SUPPLIED PASSAGE:

════════

The Six Domains, Their Conceptualization, and One Example Item of the “My Teacher” Questionnaire.

Domain	Conceptualization	Example of item
Safe learning climate	Includes indicators that the teacher can maintain a classroom environment characterized by respect and care.	My teacher ensures that I feel relaxed in class
Efficient classroom management	Includes indicators that the teacher clarifies working procedures, shape routines, and maintain rules to structure the students’ learning environment	My teacher applies clear rules
Clear and structured instruction	Includes indicators that the teacher is able to clarify and structure explanations	My teacher uses clear examples
Activating teaching	Includes indicators that the teacher stimulate student thinking about the lesson content	My teacher motivates me to think
Teaching learning strategies	Includes indicators that the teacher stimulates meta-cognitive processing	My teacher teaches me to check my solutions
Differentiation	Includes indicators that the teacher is able to adapt explanations and assignments to individual student needs.	My teacher knows what I find difficult.

The present study extends on the work by André et al. (2020). More specifically, it introduces and examines the invariance of a complementary conceptualization. In this complementary conceptualization all effective teaching behaviors are hierarchically ordered along one latent continuum of teaching quality. This conceptualization is grounded in theories on teacher development proposed by Berliner (2004) and Fuller (1969). Theories on the development of teaching quality generally describe its acquisition as unfolding across one single continuum. Furthermore, the theories describe the continuum as a sequence of five phases (Berliner, 2004) or three stages (Fuller, 1969).

Van de Grift et al. (2011) used these theories on teacher development to logically derive a single continuum of effective teaching behaviors. Their proposed model matched the identified phases and stages described by studies on teacher development with the six domains of effective teaching. Based on this match, they hypothesized a hierarchical ordering of the six domains starting from those including the least complex teaching behaviors—the acquisition of which marks the novice teacher that starts learning to teach—and ending with most complex effective teaching behaviors—the acquisition of which marks the expert teacher. Being well aware of the natural deviations from such stage-like hierarchical orderings, Van de Grift et al. (2011) suggested that the ordering should be assessed by probability. Figure 1 sketches their proposed representation. In Figure 1, the x-axis represents the continuum of teaching quality and the y-axis represents the probability on manifestation of effective teaching behaviors in classrooms. The icon under the x-axis represents one specific teacher’s location on the continuum. The probability to manifest effective teaching behavior increases if teaching quality increases. This is visualized by s-curved lines which indicate the probability that teachers manifest these effective teaching behaviors if a teachers location on the contiuum of teaching quality is known. The solid, dashed and dotted lines correspond to three domains. Let’s assume the three domains are, from left to right, efficient classroom management, intensive and activating instructions, and differentiation. Then, the figure visualizes that an increase in the probability on manifestation of effective teaching behaviors in the domain intensive and activating instruction is predicted to be conditional on the probability on manifestation of effective teaching behaviors in the domain efficient classroom management.

════════

GIVEN INFORMATION:
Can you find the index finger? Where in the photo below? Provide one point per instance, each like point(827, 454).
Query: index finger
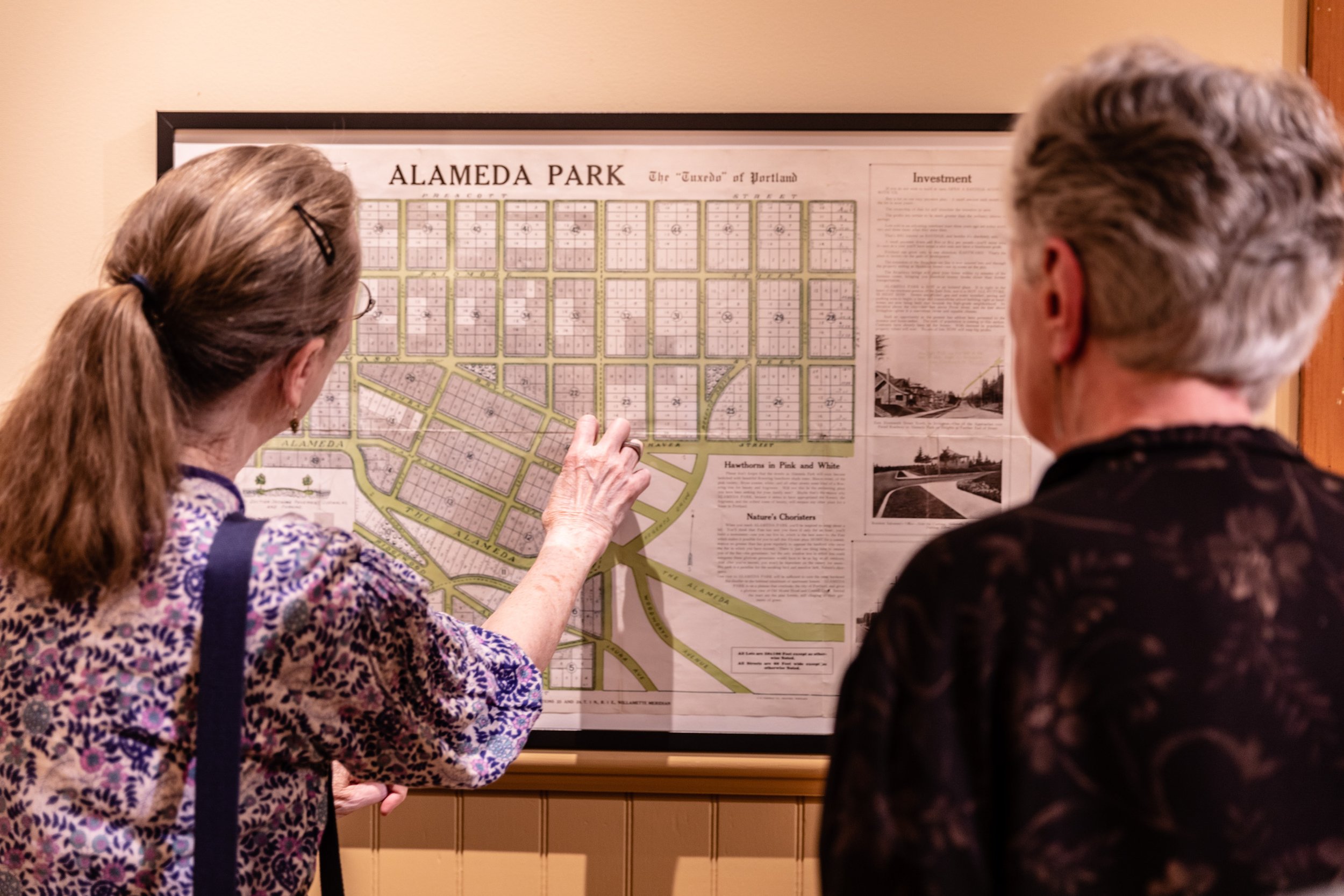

════════

WHAT YOU ARE ASKED TO DO:
Answer these questions about the passage on the "My Teacher" questionnaire:
(a) Which domain has the example item "My teacher uses clear examples"?
(b) How many phases does Berliner (2004) describe, and how many stages does Fuller (1969) describe?
(c) What does the y-axis represent in Figure 1?

TASK SOLUTION:
(a) Clear and structured instruction.
(b) Berliner describes five phases, and Fuller describes three stages.
(c) The probability on manifestation of effective teaching behaviors in classrooms.